Reading passage:

** BEGIN **

The twin topics of the White Revolution and rural development in Iran are both large topics deserving their own separate discussions, although a summation is important. In the Islamic system of inheritance, large estates broke apart relatively quickly as lands were divided up among all sons and daughters. This had resulted in the vast majority of land being traditionally owned by small landowners. Large private estates were initially formed when Reza Shah began seizing and reorganizing swaths of land in the 1930s, leading to initial conflict between the Pahlavi monarchy and the landowning class. By the 1950s, there was mounting pressure on Mohammad Reza Pahlavi by the US State Department to conduct land reform policies to prevent peasant unrest and avert the spread of communist sympathies. The State Department had prior pressured South Korea, the Philippines, and the Republic of China/Taiwan into conducting similar land reform policies.

** END **

Exercise tasks:
a) In the passage on land ownership in Iran, in what decade did Reza Shah begin seizing and reorganizing large areas of land?
b) Summarize the passage on land ownership in Iran in two sentences.

Data excerpts:

** BEGIN **

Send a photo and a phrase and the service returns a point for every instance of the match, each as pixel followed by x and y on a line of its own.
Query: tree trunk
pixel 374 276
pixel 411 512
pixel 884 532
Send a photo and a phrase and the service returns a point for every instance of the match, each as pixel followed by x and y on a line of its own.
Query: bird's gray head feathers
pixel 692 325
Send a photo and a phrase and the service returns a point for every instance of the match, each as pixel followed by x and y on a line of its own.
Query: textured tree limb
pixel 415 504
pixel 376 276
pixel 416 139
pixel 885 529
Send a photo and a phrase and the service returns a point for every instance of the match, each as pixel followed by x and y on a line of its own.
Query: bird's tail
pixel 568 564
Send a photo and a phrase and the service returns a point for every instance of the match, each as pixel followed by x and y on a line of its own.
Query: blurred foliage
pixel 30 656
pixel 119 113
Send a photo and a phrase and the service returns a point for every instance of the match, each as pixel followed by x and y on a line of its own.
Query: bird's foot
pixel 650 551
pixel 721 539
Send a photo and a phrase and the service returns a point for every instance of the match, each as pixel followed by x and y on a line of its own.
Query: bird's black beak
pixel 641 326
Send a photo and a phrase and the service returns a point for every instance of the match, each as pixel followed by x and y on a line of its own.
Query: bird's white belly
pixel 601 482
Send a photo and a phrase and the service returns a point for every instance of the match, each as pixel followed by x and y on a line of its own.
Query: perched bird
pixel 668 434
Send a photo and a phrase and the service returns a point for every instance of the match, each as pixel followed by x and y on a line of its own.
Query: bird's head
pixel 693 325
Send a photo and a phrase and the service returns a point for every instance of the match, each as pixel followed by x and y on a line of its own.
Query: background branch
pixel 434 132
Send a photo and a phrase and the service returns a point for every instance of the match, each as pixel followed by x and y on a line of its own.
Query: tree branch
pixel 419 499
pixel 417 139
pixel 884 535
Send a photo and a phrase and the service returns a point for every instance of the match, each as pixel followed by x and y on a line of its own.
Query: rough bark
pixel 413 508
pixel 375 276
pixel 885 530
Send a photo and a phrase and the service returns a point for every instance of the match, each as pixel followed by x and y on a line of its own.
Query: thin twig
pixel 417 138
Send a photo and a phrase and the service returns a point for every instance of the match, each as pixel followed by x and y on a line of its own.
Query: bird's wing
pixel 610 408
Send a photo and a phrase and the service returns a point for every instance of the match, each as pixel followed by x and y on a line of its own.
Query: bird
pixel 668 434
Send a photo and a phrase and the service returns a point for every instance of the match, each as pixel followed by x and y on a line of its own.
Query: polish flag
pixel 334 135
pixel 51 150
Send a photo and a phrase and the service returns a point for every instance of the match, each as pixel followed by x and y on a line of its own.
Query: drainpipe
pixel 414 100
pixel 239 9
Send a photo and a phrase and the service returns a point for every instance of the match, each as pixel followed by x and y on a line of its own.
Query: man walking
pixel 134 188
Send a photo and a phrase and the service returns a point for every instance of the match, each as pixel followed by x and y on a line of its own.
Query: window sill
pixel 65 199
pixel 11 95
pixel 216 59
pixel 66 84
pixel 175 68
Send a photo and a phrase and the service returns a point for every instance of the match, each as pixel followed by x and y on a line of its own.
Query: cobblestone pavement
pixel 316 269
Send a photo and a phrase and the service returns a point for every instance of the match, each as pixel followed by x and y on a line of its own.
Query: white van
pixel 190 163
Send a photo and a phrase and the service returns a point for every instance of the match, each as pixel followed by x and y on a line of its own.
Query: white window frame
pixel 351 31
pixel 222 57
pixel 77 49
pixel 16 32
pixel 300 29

** END **

Answers to the problems:
a) In the 1930s.

b) Because Islamic inheritance divided land among all sons and daughters, most land in Iran was traditionally held by small landowners until Reza Shah's seizures and reorganization in the 1930s formed large private estates and brought conflict between the Pahlavi monarchy and the landowning class. By the 1950s, the US State Department, which had earlier pressed South Korea, the Philippines, and the Republic of China/Taiwan into similar policies, was pressuring Mohammad Reza Pahlavi to carry out land reform to prevent peasant unrest and the spread of communist sympathies.